**What is being asked**.
Lay out the lines of the material as a Markdown table with the columns "Row" and "Line," numbering each row and leaving out blank lines. Leave the pictures out.

## Start Recorded information

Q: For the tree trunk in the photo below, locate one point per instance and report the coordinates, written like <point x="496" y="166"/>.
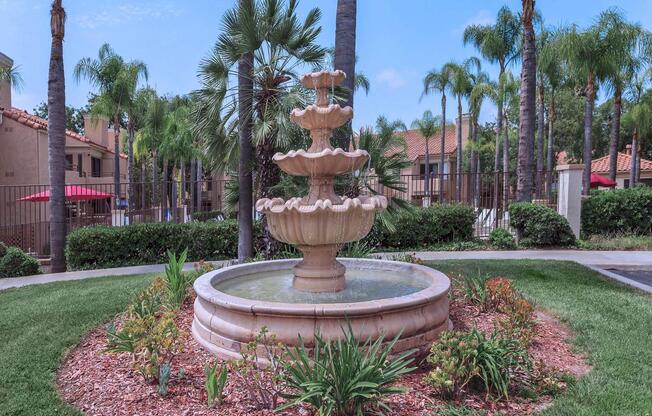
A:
<point x="345" y="22"/>
<point x="506" y="172"/>
<point x="131" y="198"/>
<point x="615" y="134"/>
<point x="588" y="124"/>
<point x="442" y="145"/>
<point x="245" y="181"/>
<point x="116" y="159"/>
<point x="541" y="127"/>
<point x="57" y="139"/>
<point x="527" y="107"/>
<point x="550" y="155"/>
<point x="458" y="162"/>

## End Recorded information

**Answer below**.
| Row | Line |
|---|---|
| 1 | Q: For the tree trunk in the photo below, locate one point per instance and report the coordinates, written like <point x="496" y="166"/>. |
| 2 | A: |
| 3 | <point x="345" y="22"/> |
| 4 | <point x="506" y="172"/> |
| 5 | <point x="131" y="198"/> |
| 6 | <point x="615" y="134"/> |
| 7 | <point x="588" y="124"/> |
| 8 | <point x="442" y="145"/> |
| 9 | <point x="245" y="181"/> |
| 10 | <point x="116" y="159"/> |
| 11 | <point x="541" y="127"/> |
| 12 | <point x="57" y="139"/> |
| 13 | <point x="527" y="107"/> |
| 14 | <point x="550" y="155"/> |
| 15 | <point x="458" y="162"/> |